(Task to complete) For the listing below, the answer is an exact retyping of the lines from the one with "Target: laptop" through the one with "Target: porch column", both included, without pictures.

(Task material)
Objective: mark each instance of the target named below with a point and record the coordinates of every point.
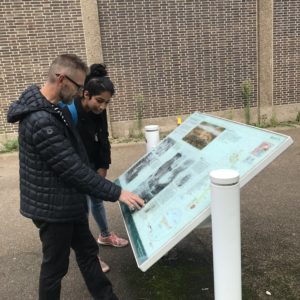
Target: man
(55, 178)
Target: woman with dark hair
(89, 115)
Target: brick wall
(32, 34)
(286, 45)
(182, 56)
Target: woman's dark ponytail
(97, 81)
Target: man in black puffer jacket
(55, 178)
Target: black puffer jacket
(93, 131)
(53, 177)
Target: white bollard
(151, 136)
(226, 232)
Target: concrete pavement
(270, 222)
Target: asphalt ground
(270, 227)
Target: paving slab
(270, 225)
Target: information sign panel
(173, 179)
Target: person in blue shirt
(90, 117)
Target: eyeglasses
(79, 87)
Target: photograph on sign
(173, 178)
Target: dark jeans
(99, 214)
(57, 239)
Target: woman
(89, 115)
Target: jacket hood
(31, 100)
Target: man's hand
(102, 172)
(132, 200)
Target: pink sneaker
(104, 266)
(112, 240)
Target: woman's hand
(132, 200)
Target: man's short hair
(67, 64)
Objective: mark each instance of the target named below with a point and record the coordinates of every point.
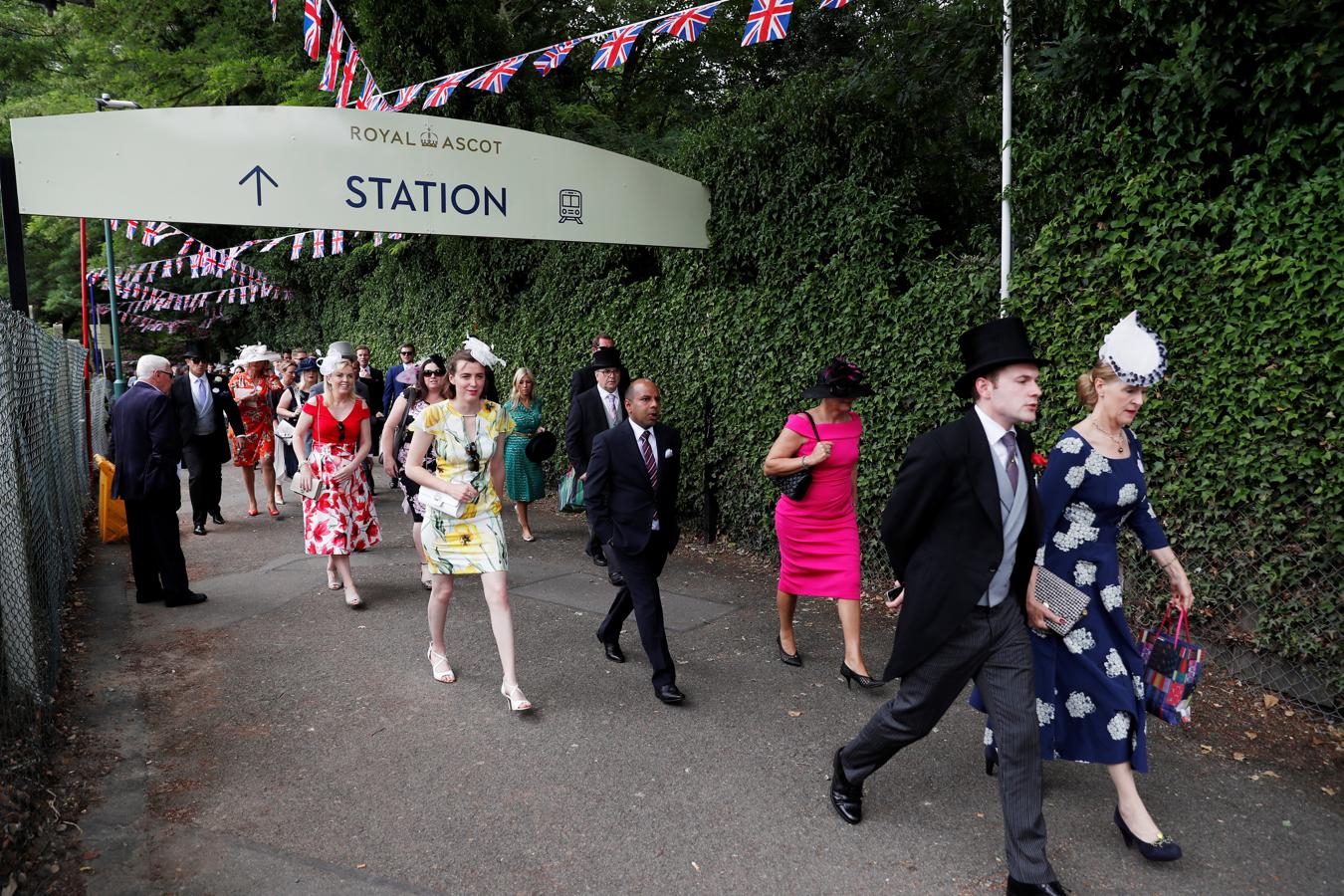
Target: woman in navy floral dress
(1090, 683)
==
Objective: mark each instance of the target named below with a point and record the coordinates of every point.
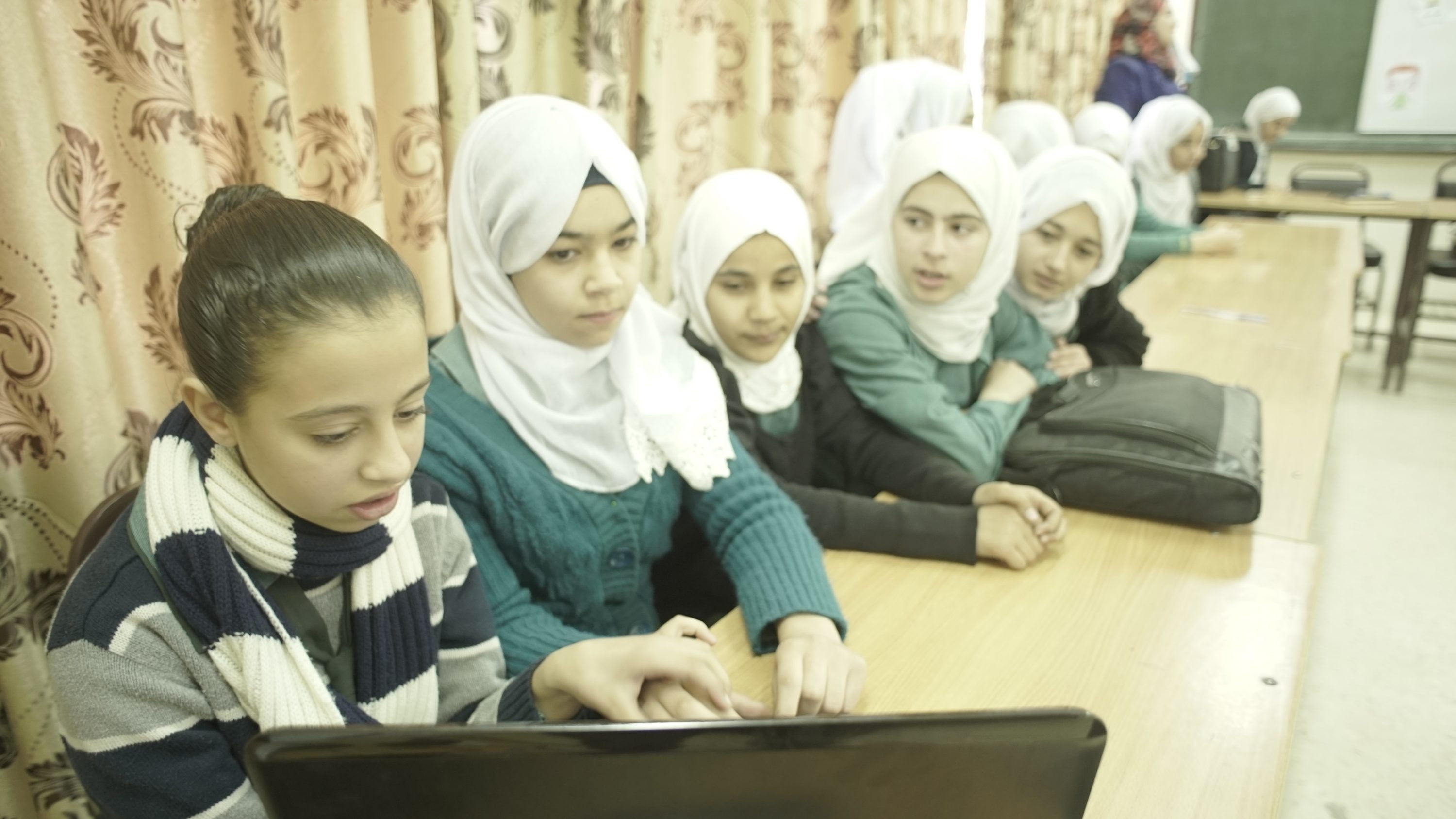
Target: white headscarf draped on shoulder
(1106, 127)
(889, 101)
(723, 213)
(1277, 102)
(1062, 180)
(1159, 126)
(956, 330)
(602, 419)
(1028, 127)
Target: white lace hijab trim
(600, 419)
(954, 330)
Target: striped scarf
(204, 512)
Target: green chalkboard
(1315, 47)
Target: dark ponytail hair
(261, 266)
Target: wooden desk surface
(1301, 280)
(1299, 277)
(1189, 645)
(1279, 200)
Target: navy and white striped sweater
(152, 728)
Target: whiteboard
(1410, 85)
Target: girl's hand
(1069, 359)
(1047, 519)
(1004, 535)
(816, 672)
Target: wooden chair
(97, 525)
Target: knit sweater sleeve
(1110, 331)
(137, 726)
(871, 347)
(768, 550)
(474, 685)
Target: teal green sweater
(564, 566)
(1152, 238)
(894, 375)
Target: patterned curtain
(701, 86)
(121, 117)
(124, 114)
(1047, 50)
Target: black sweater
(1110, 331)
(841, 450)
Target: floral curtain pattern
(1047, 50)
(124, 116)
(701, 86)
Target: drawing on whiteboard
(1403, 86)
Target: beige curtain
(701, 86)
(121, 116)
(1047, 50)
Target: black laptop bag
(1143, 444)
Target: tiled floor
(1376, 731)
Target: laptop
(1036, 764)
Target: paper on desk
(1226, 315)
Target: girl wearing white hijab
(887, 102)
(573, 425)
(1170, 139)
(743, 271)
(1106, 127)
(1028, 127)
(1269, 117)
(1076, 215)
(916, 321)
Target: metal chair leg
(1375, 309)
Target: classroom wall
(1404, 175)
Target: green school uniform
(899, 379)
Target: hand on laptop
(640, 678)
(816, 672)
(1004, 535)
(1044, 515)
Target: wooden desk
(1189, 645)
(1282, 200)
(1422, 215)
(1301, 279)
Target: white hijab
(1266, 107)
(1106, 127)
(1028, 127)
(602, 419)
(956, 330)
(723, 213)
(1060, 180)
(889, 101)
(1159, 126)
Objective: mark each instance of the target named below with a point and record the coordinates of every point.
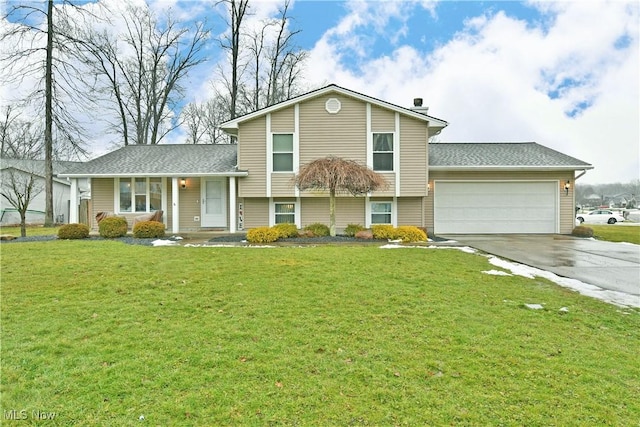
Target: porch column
==
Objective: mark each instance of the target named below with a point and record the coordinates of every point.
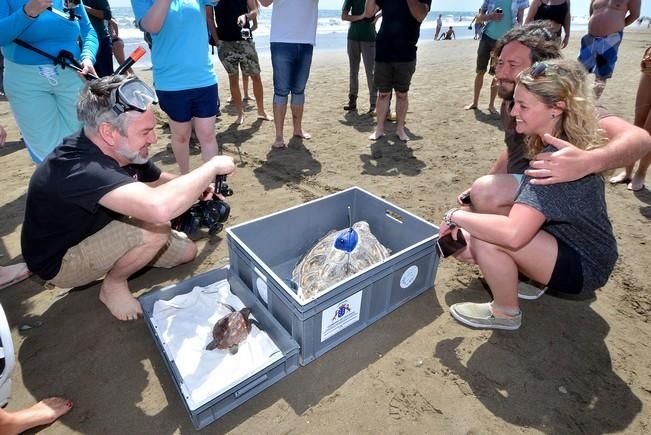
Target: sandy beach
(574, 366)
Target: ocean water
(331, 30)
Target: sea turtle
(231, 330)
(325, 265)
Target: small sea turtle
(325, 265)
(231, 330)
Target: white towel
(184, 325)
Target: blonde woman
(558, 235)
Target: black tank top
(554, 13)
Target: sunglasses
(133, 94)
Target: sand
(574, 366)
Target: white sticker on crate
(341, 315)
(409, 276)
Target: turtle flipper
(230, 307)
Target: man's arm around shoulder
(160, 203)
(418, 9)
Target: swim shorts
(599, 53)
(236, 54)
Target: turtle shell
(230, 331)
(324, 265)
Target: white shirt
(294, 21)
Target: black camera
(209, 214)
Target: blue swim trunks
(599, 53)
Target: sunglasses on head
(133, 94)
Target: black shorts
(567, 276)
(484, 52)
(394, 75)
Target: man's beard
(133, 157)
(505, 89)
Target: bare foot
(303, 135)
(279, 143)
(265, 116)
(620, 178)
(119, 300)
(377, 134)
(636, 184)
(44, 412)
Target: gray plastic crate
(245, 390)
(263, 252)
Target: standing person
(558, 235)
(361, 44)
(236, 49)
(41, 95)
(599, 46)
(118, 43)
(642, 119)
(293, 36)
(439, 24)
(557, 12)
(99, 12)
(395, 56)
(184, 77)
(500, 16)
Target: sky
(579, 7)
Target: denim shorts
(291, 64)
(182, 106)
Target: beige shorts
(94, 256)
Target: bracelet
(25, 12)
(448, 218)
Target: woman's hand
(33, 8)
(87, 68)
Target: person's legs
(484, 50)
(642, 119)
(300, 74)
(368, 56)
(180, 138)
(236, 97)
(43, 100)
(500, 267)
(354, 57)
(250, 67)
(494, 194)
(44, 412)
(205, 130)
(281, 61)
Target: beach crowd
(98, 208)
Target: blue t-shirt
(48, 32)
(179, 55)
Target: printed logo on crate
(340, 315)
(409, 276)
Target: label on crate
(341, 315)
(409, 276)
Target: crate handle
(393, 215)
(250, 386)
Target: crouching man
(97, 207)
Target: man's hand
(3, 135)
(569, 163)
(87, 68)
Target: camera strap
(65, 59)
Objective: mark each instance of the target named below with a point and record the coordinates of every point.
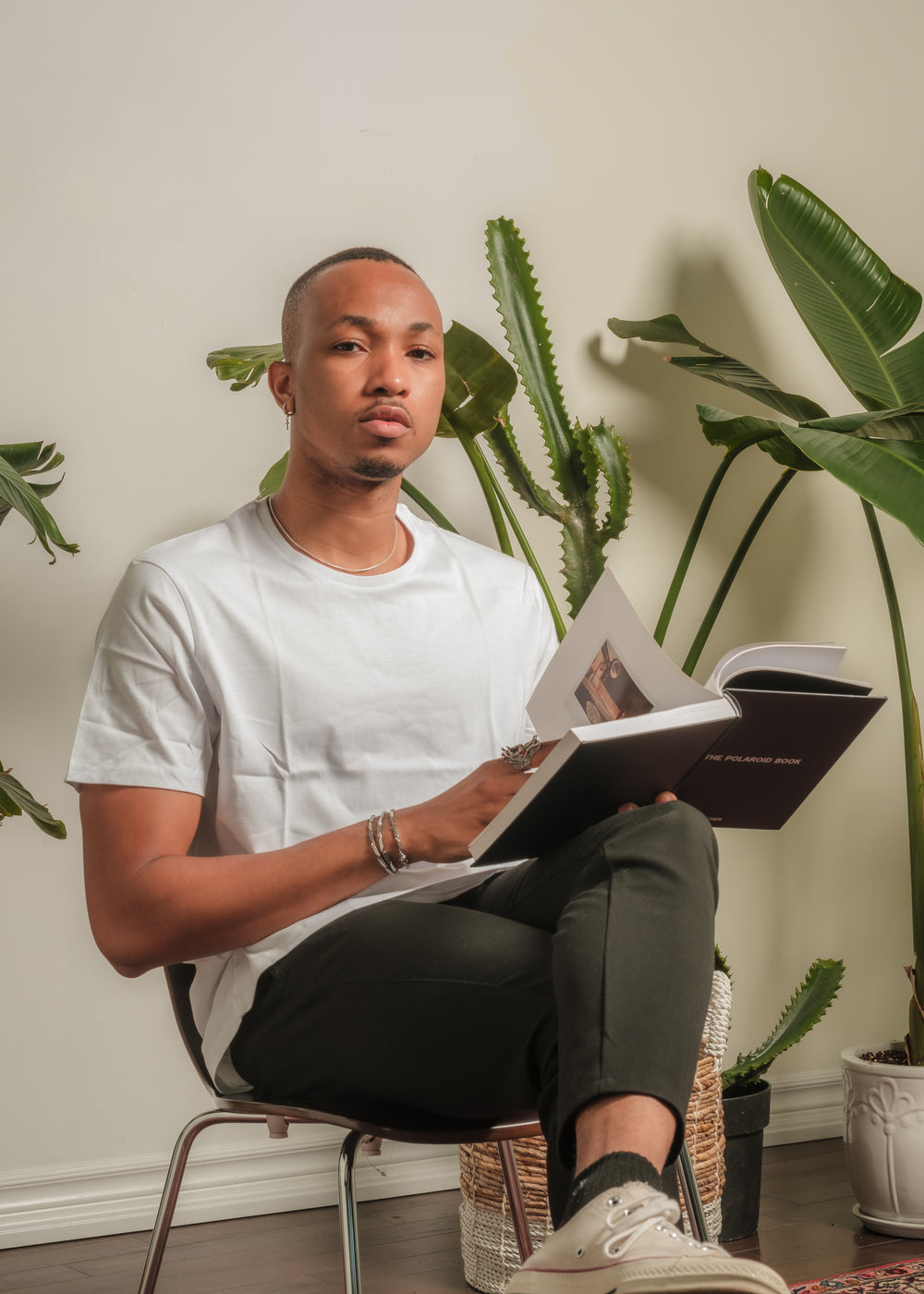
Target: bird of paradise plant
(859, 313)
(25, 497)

(Response area)
Target: laptop
(1036, 764)
Target: paper on desk
(1226, 315)
Target: girl wearing white hijab
(887, 102)
(573, 425)
(1170, 139)
(743, 271)
(1106, 127)
(1028, 127)
(1269, 117)
(1076, 215)
(916, 321)
Target: metal chair leg
(1375, 309)
Target: classroom wall
(1404, 175)
Target: green school uniform
(899, 379)
Target: hand on laptop
(640, 678)
(816, 672)
(1004, 535)
(1044, 515)
Target: wooden desk
(1189, 645)
(1282, 200)
(1422, 215)
(1301, 279)
Target: white hijab
(1266, 107)
(1106, 127)
(1028, 127)
(602, 419)
(956, 330)
(723, 213)
(1060, 180)
(889, 101)
(1159, 126)
Objective: mark each instance of the target named below with a point and record the coordinates of every point.
Target: porch column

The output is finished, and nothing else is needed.